----- Source material -----

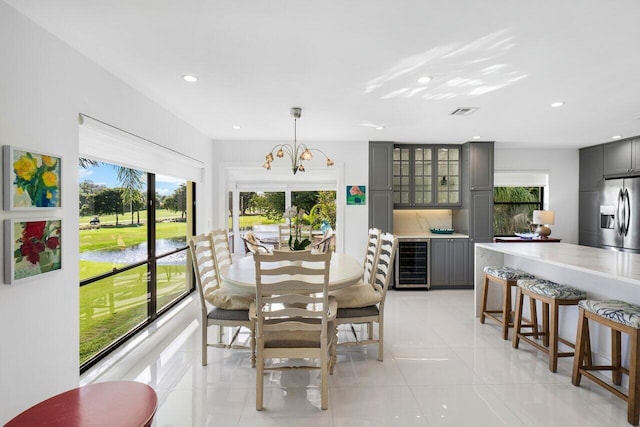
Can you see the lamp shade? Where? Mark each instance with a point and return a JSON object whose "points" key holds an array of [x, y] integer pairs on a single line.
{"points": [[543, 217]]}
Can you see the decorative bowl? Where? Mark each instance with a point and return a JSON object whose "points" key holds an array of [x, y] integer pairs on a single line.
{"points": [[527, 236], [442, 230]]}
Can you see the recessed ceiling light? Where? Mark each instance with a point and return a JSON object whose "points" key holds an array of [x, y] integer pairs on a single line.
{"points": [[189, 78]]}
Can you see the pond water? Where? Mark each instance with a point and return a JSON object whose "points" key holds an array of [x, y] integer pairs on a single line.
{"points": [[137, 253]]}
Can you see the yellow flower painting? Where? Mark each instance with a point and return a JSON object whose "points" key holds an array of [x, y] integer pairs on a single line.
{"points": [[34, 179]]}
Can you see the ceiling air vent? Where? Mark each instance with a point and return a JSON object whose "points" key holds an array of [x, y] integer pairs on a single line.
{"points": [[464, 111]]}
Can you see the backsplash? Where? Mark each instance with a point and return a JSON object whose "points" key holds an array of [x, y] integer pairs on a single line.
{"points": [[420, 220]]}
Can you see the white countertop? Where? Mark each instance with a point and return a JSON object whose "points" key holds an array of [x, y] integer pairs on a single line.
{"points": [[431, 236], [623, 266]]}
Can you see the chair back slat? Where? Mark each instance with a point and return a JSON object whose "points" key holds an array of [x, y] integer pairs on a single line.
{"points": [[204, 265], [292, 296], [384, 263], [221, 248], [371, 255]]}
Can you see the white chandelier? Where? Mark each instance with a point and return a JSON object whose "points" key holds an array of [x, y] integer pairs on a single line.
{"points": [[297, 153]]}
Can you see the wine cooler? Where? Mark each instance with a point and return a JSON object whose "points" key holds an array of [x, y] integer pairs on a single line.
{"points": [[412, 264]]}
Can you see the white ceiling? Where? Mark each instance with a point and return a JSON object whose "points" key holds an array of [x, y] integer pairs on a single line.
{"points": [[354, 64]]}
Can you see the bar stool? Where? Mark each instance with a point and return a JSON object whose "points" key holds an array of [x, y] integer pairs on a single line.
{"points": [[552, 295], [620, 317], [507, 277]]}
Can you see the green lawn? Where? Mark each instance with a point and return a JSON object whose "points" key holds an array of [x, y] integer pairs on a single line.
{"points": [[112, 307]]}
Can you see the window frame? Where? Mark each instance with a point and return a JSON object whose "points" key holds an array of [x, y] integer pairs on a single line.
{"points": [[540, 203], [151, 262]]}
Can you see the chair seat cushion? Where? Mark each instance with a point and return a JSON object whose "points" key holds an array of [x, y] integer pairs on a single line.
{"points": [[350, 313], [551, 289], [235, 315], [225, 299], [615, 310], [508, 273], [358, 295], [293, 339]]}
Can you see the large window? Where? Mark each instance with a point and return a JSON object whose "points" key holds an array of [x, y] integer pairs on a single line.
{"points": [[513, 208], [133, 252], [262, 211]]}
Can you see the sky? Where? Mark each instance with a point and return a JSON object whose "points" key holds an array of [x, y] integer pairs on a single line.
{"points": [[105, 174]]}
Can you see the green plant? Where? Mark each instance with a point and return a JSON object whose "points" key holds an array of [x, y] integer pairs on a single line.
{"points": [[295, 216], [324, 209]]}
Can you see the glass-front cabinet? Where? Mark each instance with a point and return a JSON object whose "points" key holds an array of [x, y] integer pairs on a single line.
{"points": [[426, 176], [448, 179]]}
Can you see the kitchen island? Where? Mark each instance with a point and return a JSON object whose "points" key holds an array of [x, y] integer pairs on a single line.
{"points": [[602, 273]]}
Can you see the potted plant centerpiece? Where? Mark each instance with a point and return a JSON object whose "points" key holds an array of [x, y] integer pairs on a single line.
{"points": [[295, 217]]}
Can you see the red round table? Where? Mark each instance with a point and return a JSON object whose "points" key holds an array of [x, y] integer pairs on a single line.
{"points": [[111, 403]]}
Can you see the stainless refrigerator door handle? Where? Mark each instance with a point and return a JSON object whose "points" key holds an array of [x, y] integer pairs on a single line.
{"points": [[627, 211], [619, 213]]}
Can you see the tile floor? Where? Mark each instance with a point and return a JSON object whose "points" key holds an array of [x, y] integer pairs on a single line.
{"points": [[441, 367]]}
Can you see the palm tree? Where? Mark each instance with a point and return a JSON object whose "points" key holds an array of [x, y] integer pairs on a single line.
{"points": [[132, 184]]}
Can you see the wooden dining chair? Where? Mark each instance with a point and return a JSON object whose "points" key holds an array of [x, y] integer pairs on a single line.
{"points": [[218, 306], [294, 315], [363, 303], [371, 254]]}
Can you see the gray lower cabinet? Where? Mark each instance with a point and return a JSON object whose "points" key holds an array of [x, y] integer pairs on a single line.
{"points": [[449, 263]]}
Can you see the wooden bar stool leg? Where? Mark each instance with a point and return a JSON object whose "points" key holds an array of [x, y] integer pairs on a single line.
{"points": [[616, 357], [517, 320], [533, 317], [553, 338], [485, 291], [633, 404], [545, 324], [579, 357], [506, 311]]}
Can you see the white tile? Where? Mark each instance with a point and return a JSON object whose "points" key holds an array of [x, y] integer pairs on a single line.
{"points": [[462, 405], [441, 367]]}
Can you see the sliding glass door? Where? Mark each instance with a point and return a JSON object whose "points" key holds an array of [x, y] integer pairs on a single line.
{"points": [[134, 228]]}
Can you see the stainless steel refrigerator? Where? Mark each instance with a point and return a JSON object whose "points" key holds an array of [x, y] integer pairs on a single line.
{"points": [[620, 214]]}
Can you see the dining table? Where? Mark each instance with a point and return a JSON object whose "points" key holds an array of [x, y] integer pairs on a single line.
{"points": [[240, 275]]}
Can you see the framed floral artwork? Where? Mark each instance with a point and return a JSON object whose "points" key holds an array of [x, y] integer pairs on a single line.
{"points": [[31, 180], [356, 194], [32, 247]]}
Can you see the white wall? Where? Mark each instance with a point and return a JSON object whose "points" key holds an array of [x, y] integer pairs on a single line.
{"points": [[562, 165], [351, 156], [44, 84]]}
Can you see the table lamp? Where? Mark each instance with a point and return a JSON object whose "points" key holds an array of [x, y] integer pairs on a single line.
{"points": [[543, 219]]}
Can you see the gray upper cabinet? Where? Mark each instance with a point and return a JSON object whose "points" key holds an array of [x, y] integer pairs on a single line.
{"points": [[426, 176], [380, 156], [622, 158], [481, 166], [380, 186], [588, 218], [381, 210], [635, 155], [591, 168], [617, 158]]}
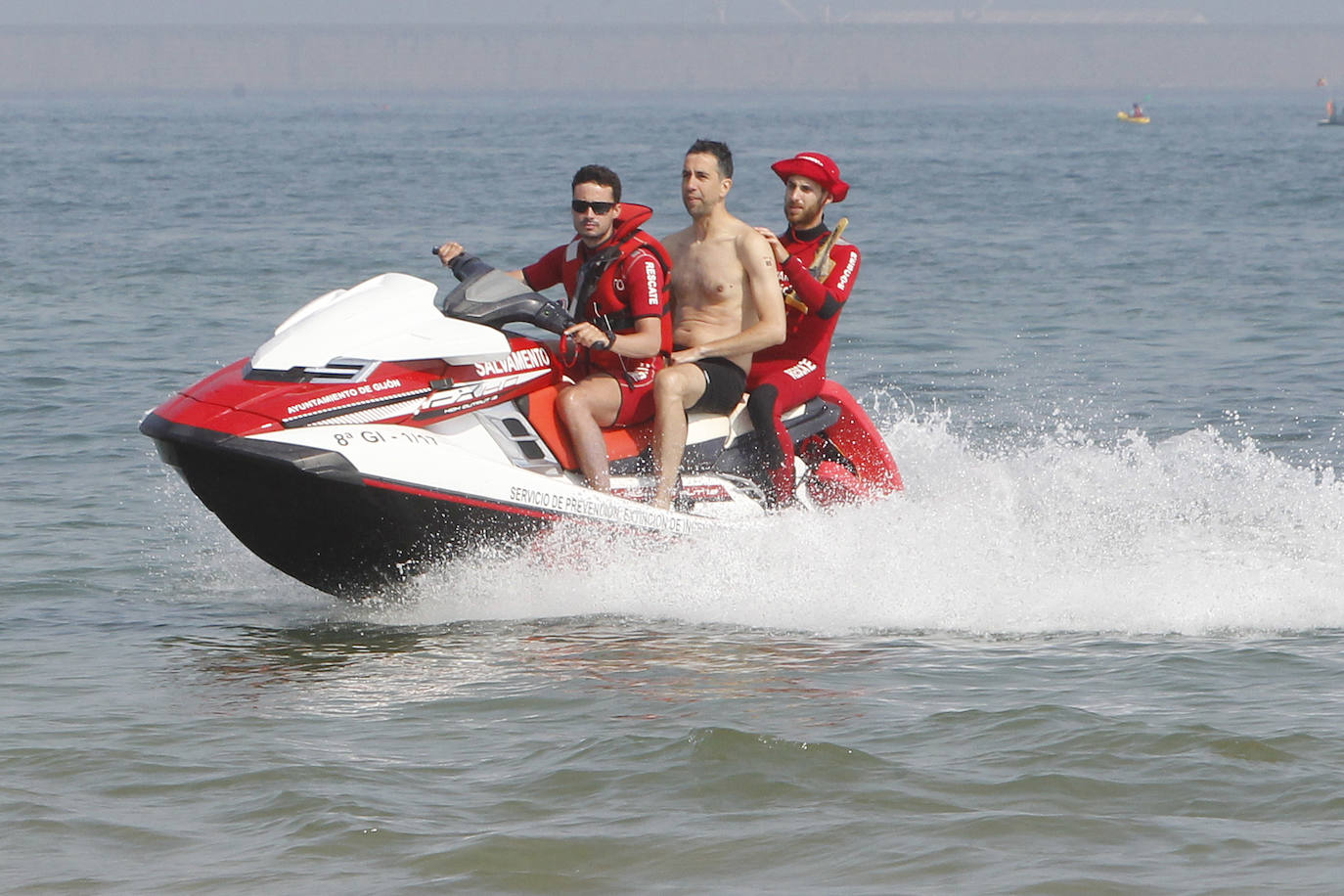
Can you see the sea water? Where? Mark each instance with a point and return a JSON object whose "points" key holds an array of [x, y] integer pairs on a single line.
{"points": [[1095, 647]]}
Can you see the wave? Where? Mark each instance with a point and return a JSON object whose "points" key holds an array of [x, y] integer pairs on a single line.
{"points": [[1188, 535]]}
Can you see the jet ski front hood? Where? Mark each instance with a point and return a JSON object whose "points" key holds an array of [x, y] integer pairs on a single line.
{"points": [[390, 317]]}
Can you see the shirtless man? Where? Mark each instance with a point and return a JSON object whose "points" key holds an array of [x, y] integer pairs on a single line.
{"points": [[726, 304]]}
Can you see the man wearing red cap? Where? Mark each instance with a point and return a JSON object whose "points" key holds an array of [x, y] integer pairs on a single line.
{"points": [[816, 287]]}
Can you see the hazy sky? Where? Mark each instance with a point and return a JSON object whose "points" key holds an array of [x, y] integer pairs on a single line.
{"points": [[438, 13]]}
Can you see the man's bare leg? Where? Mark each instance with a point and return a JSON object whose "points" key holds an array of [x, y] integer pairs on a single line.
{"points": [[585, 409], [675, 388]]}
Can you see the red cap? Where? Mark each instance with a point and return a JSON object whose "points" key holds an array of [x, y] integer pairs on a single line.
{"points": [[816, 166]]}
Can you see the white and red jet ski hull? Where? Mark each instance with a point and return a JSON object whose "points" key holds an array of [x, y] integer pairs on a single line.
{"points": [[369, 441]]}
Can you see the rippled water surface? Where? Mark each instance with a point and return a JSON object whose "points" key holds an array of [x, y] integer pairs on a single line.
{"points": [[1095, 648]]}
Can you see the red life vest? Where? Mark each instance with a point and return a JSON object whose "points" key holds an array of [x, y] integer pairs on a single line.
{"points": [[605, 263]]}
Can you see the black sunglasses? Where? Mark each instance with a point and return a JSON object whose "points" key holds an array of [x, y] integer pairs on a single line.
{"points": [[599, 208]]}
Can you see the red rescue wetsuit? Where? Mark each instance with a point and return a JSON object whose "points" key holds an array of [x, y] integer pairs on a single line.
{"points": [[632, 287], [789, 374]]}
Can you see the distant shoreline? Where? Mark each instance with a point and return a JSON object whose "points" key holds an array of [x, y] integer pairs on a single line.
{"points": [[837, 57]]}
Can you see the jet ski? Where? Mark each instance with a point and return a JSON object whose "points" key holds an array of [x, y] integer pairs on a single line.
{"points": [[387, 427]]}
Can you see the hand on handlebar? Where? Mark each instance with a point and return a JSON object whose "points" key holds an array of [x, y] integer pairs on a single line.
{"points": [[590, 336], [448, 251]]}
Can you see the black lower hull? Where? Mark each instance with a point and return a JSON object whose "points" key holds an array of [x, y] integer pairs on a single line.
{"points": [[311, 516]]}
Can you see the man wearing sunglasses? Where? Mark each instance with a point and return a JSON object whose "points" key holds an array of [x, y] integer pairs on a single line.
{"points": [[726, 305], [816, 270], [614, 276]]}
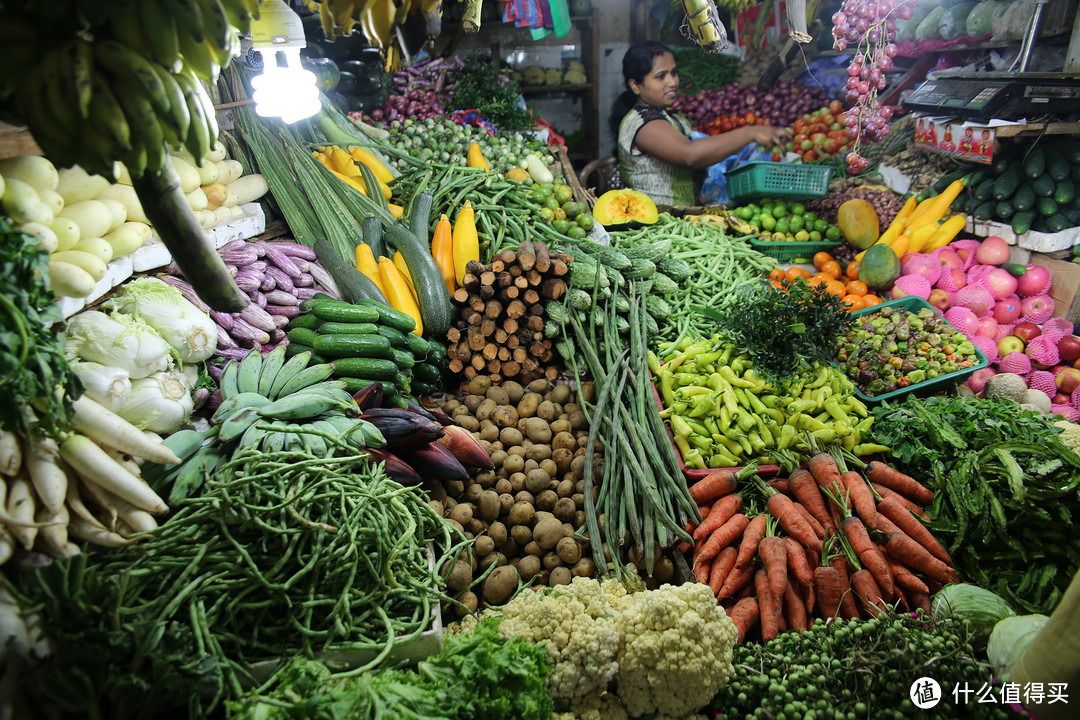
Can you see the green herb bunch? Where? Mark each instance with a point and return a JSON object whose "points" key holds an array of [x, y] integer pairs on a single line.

-----

Output each line of the listing above, word for word, from the one holding "Can you see the rippled" through the last line, both included; omit the pictures.

Can you see the rippled water surface? Where? Mark each instance with a point and return a JSON object whose "points" key holds an array of [x, y] integer pairs on a single line.
{"points": [[1095, 648]]}
Can you see the red life vest? Where? Mark each instance with a point and return a JSON object whose "points" key holds an array of [x, y] integer pairs on a single line.
{"points": [[605, 263]]}
Can you see the black sunglasses? Where? Mark each instance with a point and return a JSON object whose "points" key holds an array of [x, y] integer pairs on a single line.
{"points": [[599, 208]]}
Can you see the red rescue wetsuit? Where? Mark each instance with a point and return a JSON object whose "points" key holds an array of [x, y] integer pairs on a single line.
{"points": [[632, 287], [789, 374]]}
Can you see the distant shoreline? Where? Mark each instance with a point and return a JSON object whose "points" key holds an array of [x, y] integer pairs on a single line.
{"points": [[837, 57]]}
Can you see the jet ski? Where? Mark each instance with a point and return a JSON object whose "points" key holds an array of [x, y] integer pairs on a single line.
{"points": [[387, 427]]}
Can you see the hand on handlebar? Where? Mark each instance with a point and return a JSON object whose "points" key holds an array of [x, y] integer pairs on a single line.
{"points": [[590, 336], [448, 251]]}
Can you see the black lower hull? Where? Mark each instance with a point and return a JSON object whose "points" key holds an array of [x, y] integer pairs on a single line.
{"points": [[311, 516]]}
Can you see the man wearing sunglasses? Where? Mark each instance with a point and return a JSON object whose "points" key holds an array of [x, y] integer pairs on a single line.
{"points": [[726, 305], [816, 270], [614, 276]]}
Can you see the green herb bunch? Where? Mark each instance with a point and return a JSON object whose "points" key holds an array of [x, y] integer pairs on a single line.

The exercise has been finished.